- [MATERIAL TO PROCESS]:
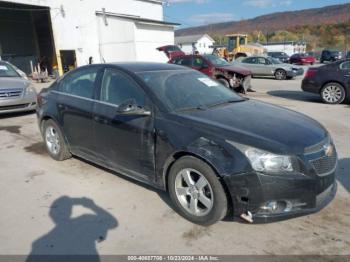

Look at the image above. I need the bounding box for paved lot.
[0,75,349,256]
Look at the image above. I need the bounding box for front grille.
[0,103,30,111]
[310,154,337,176]
[0,89,23,99]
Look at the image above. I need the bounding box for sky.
[163,0,350,28]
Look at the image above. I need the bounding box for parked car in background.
[157,45,185,60]
[169,54,252,93]
[302,59,350,104]
[0,61,37,114]
[320,50,342,63]
[267,52,290,63]
[289,53,316,65]
[37,62,337,225]
[235,56,304,80]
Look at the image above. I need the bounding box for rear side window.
[243,57,257,64]
[58,68,97,99]
[100,69,145,106]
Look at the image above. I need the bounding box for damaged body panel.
[168,54,252,92]
[37,62,337,224]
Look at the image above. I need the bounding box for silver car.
[0,61,37,114]
[235,56,304,80]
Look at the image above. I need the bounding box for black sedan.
[302,60,350,104]
[37,63,337,225]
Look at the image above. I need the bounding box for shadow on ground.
[0,110,35,119]
[26,196,118,262]
[267,90,322,103]
[337,158,350,193]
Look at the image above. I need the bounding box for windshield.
[137,70,244,112]
[268,57,283,64]
[203,55,231,67]
[0,63,20,77]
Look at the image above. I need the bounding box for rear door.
[92,67,155,180]
[55,65,103,155]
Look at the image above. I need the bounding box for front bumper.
[0,94,37,114]
[223,147,337,223]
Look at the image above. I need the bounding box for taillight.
[305,69,317,78]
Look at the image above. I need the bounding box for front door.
[93,68,155,180]
[192,56,211,76]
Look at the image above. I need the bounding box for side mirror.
[117,99,151,116]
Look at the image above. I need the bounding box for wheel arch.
[162,151,234,213]
[275,68,287,74]
[40,115,70,148]
[321,81,346,94]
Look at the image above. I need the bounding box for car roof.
[109,62,189,73]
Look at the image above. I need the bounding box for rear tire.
[43,119,72,161]
[320,83,346,104]
[275,69,287,80]
[168,156,228,226]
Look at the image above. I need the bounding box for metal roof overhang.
[95,11,180,27]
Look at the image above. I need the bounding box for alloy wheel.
[45,126,61,155]
[174,168,214,217]
[322,85,343,104]
[275,70,286,80]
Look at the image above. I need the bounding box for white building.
[175,34,215,55]
[263,41,307,56]
[0,0,178,75]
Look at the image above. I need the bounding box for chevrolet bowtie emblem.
[324,144,334,157]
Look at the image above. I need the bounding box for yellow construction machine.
[213,34,266,61]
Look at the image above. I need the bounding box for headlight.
[245,148,293,172]
[226,140,294,173]
[25,85,37,96]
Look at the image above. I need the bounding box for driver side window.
[100,69,145,107]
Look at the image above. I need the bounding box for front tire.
[217,78,230,89]
[43,119,72,161]
[275,69,287,80]
[168,156,228,226]
[321,83,346,104]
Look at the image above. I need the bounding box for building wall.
[195,36,214,55]
[1,0,170,68]
[177,36,214,55]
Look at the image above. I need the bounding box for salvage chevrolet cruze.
[37,63,337,225]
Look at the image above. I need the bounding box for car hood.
[0,77,29,89]
[176,100,327,154]
[217,65,251,76]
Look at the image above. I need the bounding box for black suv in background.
[320,50,342,63]
[267,52,290,63]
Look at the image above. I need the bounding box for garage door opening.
[60,50,77,73]
[0,1,57,75]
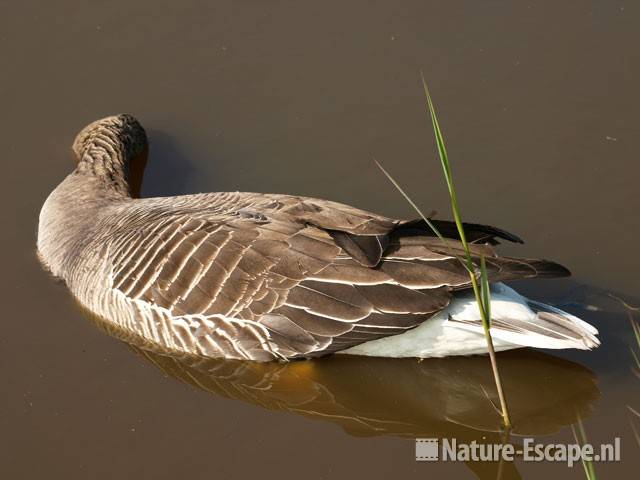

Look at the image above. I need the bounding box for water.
[2,1,639,478]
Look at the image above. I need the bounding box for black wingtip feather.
[396,218,525,245]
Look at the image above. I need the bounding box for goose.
[37,114,599,361]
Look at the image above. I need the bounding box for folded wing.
[107,193,569,360]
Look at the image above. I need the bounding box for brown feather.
[102,191,571,360]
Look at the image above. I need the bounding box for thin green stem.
[572,415,597,480]
[420,73,511,428]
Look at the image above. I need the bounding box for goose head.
[72,114,149,197]
[72,114,147,162]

- [WORK INSTRUCTIONS]:
Reproduce the data verbatim and omit each image.

- [SOLUTION FOR THIS PROBLEM]:
Look at the image above. I need the bounding box for paved lot.
[0,75,349,256]
Look at the image above. I need the bounding box for front grille.
[0,103,30,111]
[310,154,337,176]
[0,89,23,99]
Look at the image above. I need the bounding box for sky.
[163,0,350,28]
Look at the image above. I need the bounding box for parked car in background.
[157,45,185,60]
[169,54,252,93]
[302,59,350,104]
[0,61,37,114]
[320,50,342,63]
[267,52,290,63]
[289,53,316,65]
[37,62,337,225]
[235,56,304,80]
Look at the image above. I need the bounding box for rear side window.
[243,57,257,64]
[58,68,97,99]
[100,69,145,106]
Look at the image above. I need the bounding box for damaged body panel.
[168,54,252,92]
[37,62,337,224]
Look at the image above. I need the bounding box for silver car.
[0,61,37,114]
[235,56,304,80]
Look at the image above. I need the bounding box for black sedan.
[302,60,350,104]
[37,63,337,225]
Look at the image above. I need the bounding box for shadow on ground.
[0,110,35,119]
[26,196,118,262]
[267,90,322,103]
[337,158,350,193]
Look at the image above. I need the bounding box for windshield.
[137,70,244,112]
[268,57,283,64]
[203,55,231,67]
[0,63,20,77]
Look at the image above. I need the bounding box for rear door.
[92,67,155,180]
[55,65,103,155]
Look at the image above. I need the bounding box for front bumper.
[0,94,37,114]
[223,147,337,223]
Look at the image above. I need the bounding box for taillight.
[305,69,317,78]
Look at the image above. I need the bounding box for front door.
[93,68,155,180]
[192,56,211,76]
Look at the image above. I need the bounding box for side mirror.
[117,99,151,116]
Look at the image above. I need the bounding box for wheel arch.
[162,151,234,213]
[275,68,287,74]
[40,115,70,148]
[321,81,346,94]
Look at the image above. I need the bounding box for car roof.
[109,62,189,73]
Look at the image above. I need the bounding box for rear tire.
[43,119,72,161]
[320,83,346,104]
[275,69,287,80]
[168,156,228,226]
Look at the image above. I need the bounding box for metal roof overhang.
[95,11,180,27]
Look at the image above. I need the bounding box for alloy wheel.
[45,126,61,155]
[174,168,214,217]
[322,85,343,104]
[275,70,286,80]
Look at the image above. I need the bounding box for white building.
[175,34,215,55]
[263,41,307,56]
[0,0,178,75]
Look at the image above. I need the bounding box for chevrolet bowtie emblem.
[324,144,334,157]
Look at the image above. I need the bounding box for yellow construction machine.
[213,34,266,61]
Look at the image above. I need the bounding box for headlight.
[245,148,293,172]
[226,140,294,173]
[25,85,37,96]
Look at the image above. I need the bounding box for driver side window.
[100,69,145,107]
Look at the image above. I need the bounding box for front tire.
[217,78,230,89]
[43,119,72,161]
[275,69,287,80]
[168,156,228,226]
[321,83,346,104]
Look at the image above. I need the bounding box for building wall.
[195,36,214,55]
[1,0,170,68]
[177,36,214,55]
Look at the image above. I need the bounding box for salvage chevrolet cruze.
[37,63,337,225]
Look at the image above. I need the bounding box for car hood.
[0,77,29,89]
[176,100,327,154]
[217,65,251,76]
Look at the image above. I need the bounding box for black suv in background.
[320,50,342,63]
[267,52,290,63]
Look at the image above. I need the bounding box for garage door opening.
[60,50,77,73]
[0,1,57,75]

Look at the image above. I need the bounding box for water.
[2,1,639,478]
Look at the image above. I need the bounding box for black wingtip feather.
[396,218,525,245]
Look at the image above. I need the bounding box for goose.
[37,114,599,361]
Look at the image above. I need the bounding box for folded wing.
[107,193,569,360]
Look at the image above. I need the bounding box for brown feather.
[102,191,571,360]
Look at the image above. I need the bounding box for thin green stem.
[572,415,597,480]
[420,73,511,428]
Look at the image above. I need the bounding box for goose head.
[72,114,149,197]
[72,114,147,162]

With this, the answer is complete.